■ **Task**: Can you transcribe the passage about the university's purposes, beginning at the words "I have also" and stopping after "of human experience."?

---- Passage shown

The toughest intellectual challenge of all is that of welding together the combined understandings of the biological and physical sciences, of economics and political science, of history and philosophy. Is there any other organisation within (world) society that possesses the necessary residue of skills and has sufficient freedom of action to undertake such a task? The creation and organisation of knowledge lead inescapably into an intellectual and creative domain: this is an area from which the profit motive is absent, an area which is incapable of analysis in terms of profit and loss cost-accounting, or within the more sophisticated conceptual framework of cost-benefit: analysis.

I have also long been of the impression that the university also has a stake not merely in the creation of knowledge (either for utility or its own sake) but also in terms of a way in which it apprehends reality, both past and present. Ideally it should at least attempt to question, understand and ultimately know all those intangible aspects of life which set the tone of a civilisation and determine whether in the end it will be cruel or humane, whether the spiritual and cultural life of a civilisation will he like stainless steel or will show in all its diversity the rich fabric of human experience.

Thirdly, it seems to me that a university ought also to create (not reflect passively) ethical standards of judgement. As Poincare has noted: "(Science) tells what we can do, never what we should. Its absolute incompetence in the realm of values is a necessary consequence of the objective posture." This docs not of course mean that the university Ought to refrain from making judgments about societies and social conduct. In respect of human values the point I am trying to make has been clearly enunciated by a colleague in the following terms:

'When the university's support is solicited by established agencies of power, then it must decide if the services requested of it violate its defining purposes, and (it must) reject them if they do. And so, it (the university) is also obligated to protest when society has undertaken to violate, cither in regard to the university itself, or with respect to humanity at large, those values that the university is specifically charged to honour as a requirement of its public function."3

It may be thought that the values of the creation of knowledge, the preservation of free enquiry, and the development of a moral posture towards social conduct, are, for a university, too obvious to require re-statement. I do not think so. Mr Muldoon's comments should be analysed with respect to two questions. Firstly, is what is being asserted true and accurate4; and, secondly is what is being asserted relevant to the total social objectives and purposes of the university. Whether assertions are accurate can be determined by recourse to the appropriate evidence; whether assertions are relevant can only be determined when the universities have made an attempt to assess their own social objectives.

--------
---- Supplied entries

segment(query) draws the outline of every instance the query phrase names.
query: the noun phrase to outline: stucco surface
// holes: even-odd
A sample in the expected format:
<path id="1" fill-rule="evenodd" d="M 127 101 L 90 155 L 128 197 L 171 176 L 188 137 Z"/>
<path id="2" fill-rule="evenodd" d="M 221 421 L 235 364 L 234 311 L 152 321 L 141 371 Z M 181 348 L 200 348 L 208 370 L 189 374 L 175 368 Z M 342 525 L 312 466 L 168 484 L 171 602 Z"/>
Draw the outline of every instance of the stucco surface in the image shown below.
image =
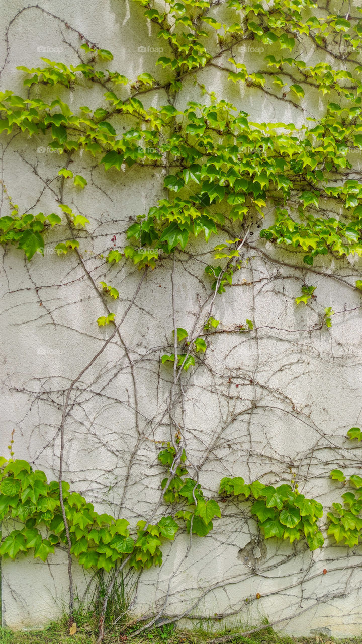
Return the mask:
<path id="1" fill-rule="evenodd" d="M 151 25 L 148 28 L 128 0 L 91 0 L 86 6 L 80 0 L 39 0 L 39 6 L 48 13 L 21 0 L 0 3 L 2 89 L 23 92 L 16 66 L 35 66 L 42 55 L 77 62 L 71 46 L 79 47 L 79 40 L 72 30 L 111 50 L 111 68 L 128 77 L 151 70 L 159 55 L 152 51 L 160 41 Z M 240 61 L 256 67 L 260 55 L 245 48 Z M 222 98 L 225 79 L 216 70 L 204 75 Z M 272 102 L 257 91 L 247 97 L 242 89 L 234 91 L 235 104 L 256 120 L 303 121 L 290 104 Z M 84 87 L 70 95 L 62 88 L 60 95 L 75 107 L 95 106 L 102 93 Z M 195 93 L 186 83 L 180 104 Z M 151 100 L 162 104 L 165 97 Z M 318 114 L 318 97 L 308 100 Z M 354 160 L 359 167 L 359 158 Z M 105 173 L 93 166 L 91 159 L 75 155 L 72 171 L 88 185 L 76 194 L 66 191 L 65 199 L 90 220 L 88 232 L 79 235 L 81 250 L 98 283 L 110 276 L 99 254 L 107 251 L 114 234 L 122 247 L 130 219 L 147 212 L 162 194 L 163 177 L 156 168 Z M 43 189 L 62 167 L 45 140 L 19 137 L 6 147 L 3 143 L 3 180 L 21 211 L 36 204 L 37 211 L 54 211 L 54 195 Z M 7 214 L 6 204 L 3 207 Z M 185 377 L 187 453 L 210 496 L 223 477 L 278 484 L 290 482 L 295 472 L 300 491 L 328 508 L 340 494 L 330 470 L 339 468 L 348 475 L 361 469 L 358 448 L 345 439 L 347 430 L 358 425 L 362 407 L 361 298 L 349 286 L 358 278 L 361 260 L 325 258 L 309 268 L 295 252 L 260 240 L 256 226 L 251 232 L 243 249 L 249 261 L 216 299 L 213 314 L 230 333 L 215 334 L 204 358 Z M 0 452 L 6 455 L 15 428 L 16 457 L 44 469 L 49 480 L 59 469 L 64 392 L 110 332 L 97 327 L 104 310 L 84 266 L 75 254 L 53 252 L 66 235 L 50 232 L 44 256 L 31 262 L 14 248 L 1 249 Z M 177 325 L 186 329 L 210 287 L 204 267 L 211 253 L 204 254 L 201 241 L 192 250 L 193 256 L 185 254 L 178 264 L 174 293 Z M 160 368 L 160 356 L 172 343 L 171 268 L 172 260 L 165 257 L 149 272 L 120 328 L 127 354 L 119 341 L 110 343 L 76 388 L 66 426 L 64 478 L 96 508 L 125 516 L 133 526 L 157 503 L 164 476 L 157 453 L 170 439 L 165 401 L 172 374 Z M 128 265 L 111 269 L 112 285 L 120 293 L 112 307 L 119 318 L 140 278 Z M 296 307 L 303 283 L 318 286 L 317 300 Z M 332 327 L 310 330 L 330 306 L 336 312 Z M 235 332 L 247 318 L 258 331 Z M 337 547 L 328 539 L 313 553 L 301 542 L 262 545 L 249 509 L 247 502 L 226 504 L 212 533 L 193 538 L 186 558 L 187 535 L 164 546 L 162 566 L 142 574 L 132 610 L 157 611 L 171 578 L 164 614 L 186 619 L 191 611 L 193 623 L 215 614 L 231 623 L 254 625 L 267 616 L 292 634 L 321 629 L 335 637 L 360 634 L 361 548 Z M 74 574 L 81 594 L 87 580 L 75 563 Z M 57 551 L 45 564 L 29 558 L 4 561 L 1 575 L 4 624 L 35 628 L 61 614 L 68 592 L 65 552 Z"/>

--------

■ **Completed task**:
I have also long been of the impression that the university also has a stake not merely in the creation of knowledge (either for utility or its own sake) but also in terms of a way in which it apprehends reality, both past and present. Ideally it should at least attempt to question, understand and ultimately know all those intangible aspects of life which set the tone of a civilisation and determine whether in the end it will be cruel or humane, whether the spiritual and cultural life of a civilisation will he like stainless steel or will show in all its diversity the rich fabric of human experience.